ALL49 1 APR 18

HAPPY EASTER! March winds are, hopefully, over and we now face April showers.

It is an odd happenstance this year with the dates of different observance of religious events. Lent, Ash Wednesday, and Mardi Gras led the way and Maundy Thursday, Tenebrae and commencement of Passover on Good Friday evening have gotten us to Easter morning. This year is on April 1st, which unfortunately always is identified as April Fool’s Day. That won’t occur again for a few years.

April Events

I have been in communication with Bud Ince’s daughter Ann about his services in St Andrews Chapel at the Naval Academy 10 am Friday April 6th. Committal of his cremains will be at the USNA Columbarium with honors following his services. Ann has arranged parking for ‘49ers, wives, and widows in front of the chapel until 2:30 pm. To reserve a space, contact Ann at 1-202-270-1803. Later that afternoon will be the first Spring Brigade of Midshipmen Parade on Worden Field.

> _Data block_
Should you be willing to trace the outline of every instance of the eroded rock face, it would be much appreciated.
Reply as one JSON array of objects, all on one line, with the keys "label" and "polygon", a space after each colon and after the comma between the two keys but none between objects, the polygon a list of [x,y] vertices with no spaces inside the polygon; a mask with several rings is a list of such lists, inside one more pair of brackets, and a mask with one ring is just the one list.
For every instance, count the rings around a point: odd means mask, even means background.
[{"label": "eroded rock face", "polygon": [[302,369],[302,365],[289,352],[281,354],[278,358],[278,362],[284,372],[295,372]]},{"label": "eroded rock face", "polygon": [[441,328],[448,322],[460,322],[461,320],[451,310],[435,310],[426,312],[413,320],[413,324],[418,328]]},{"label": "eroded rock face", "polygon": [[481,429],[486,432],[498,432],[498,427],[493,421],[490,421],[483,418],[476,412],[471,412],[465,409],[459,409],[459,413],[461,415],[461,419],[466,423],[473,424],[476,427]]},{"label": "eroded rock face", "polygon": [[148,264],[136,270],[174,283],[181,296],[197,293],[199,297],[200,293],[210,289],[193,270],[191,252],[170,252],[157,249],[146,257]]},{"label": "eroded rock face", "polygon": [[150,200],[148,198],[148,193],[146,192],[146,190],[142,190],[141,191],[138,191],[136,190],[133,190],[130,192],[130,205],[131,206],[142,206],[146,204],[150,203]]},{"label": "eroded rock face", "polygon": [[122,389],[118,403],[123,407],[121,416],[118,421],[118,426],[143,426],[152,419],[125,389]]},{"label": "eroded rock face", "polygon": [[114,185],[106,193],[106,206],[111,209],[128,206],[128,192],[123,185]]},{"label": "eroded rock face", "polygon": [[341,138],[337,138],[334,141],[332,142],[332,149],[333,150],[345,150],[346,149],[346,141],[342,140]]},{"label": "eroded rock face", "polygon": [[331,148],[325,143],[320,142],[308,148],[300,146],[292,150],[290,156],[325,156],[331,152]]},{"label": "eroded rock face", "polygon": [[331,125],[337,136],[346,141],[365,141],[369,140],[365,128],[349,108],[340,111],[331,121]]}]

> _Complete the following_
1. Answer these about the class newsletter:
(a) On what date does Easter fall this year?
(b) At what time and on what day will Bud Ince's services be held?
(c) Until what time is parking in front of the chapel arranged?
2. Reproduce the class newsletter from "HAPPY EASTER! March" up to and including "a few years.".
3. Write the next part of the class newsletter, picking up after its final sentence.
The material is separate from the class newsletter.

> _Answers below_
1.
(a) April 1st.
(b) At 10 am on Friday, April 6th.
(c) Until 2:30 pm.

2.
HAPPY EASTER! March winds are, hopefully, over and we now face April showers.

It is an odd happenstance this year with the dates of different observance of religious events. Lent, Ash Wednesday, and Mardi Gras led the way and Maundy Thursday, Tenebrae and commencement of Passover on Good Friday evening have gotten us to Easter morning. This year is on April 1st, which unfortunately always is identified as April Fool’s Day. That won’t occur again for a few years.

3.
Bill McFarlane’s memorial service will be 10 am April 14th at St. Mark Presbyterian Church, 10701 Old Georgetown Road, North Bethesda, MD with internment with Military Honors after his service at 11:30 am at Parklawn Cemetery and Memorial Gardens, 1800 Veirs Mill Road Rockville, MD. The family will receive ‘49ers, wives and widow attendees at luncheon and dinner following internment. Please advise Catherine McFarlane if you plan to attend at or call 973-223-9231.

Bill Sawtelle’s obituary is on the class website. His services were held March 24th, but disposition of his cremains has not been decided. Talking to his wife Karen, she said they had a beach home in North Carolina and was thinking of spreading his remain in the water offshore. I told her about two unsuccessful attempts for that by classmate’s families during onshore winds. I recommended she contact Commander Fifth Naval District (or 1-866-787-0081) and request a ship sailing offshore to perform the burial.

Funerial services for Elinor Thomson and Bill Dotson, whose obituaries are on the class website, in Arlington National Cemetery are not yet scheduled.

I plan to convene an Executive Committee meeting April 16th to discuss:
> 70th Reunion Scheduling
> Reunion Event Planning
> Class Financial Status
> Class President Nominating Committee
> Item on Ship Collisions
> Other Agenda Items Submitted
You are invited to submit agenda items. Please cite objectives of your submission and supporting rationale, if needed.

A Council of Class Presidents meeting is scheduled April 30th. I plan to attend and sit on the “dinosaur” table as usual. If you are concerned about anything within the Alumni Assoc., advise me and I will try to contact the responsible member.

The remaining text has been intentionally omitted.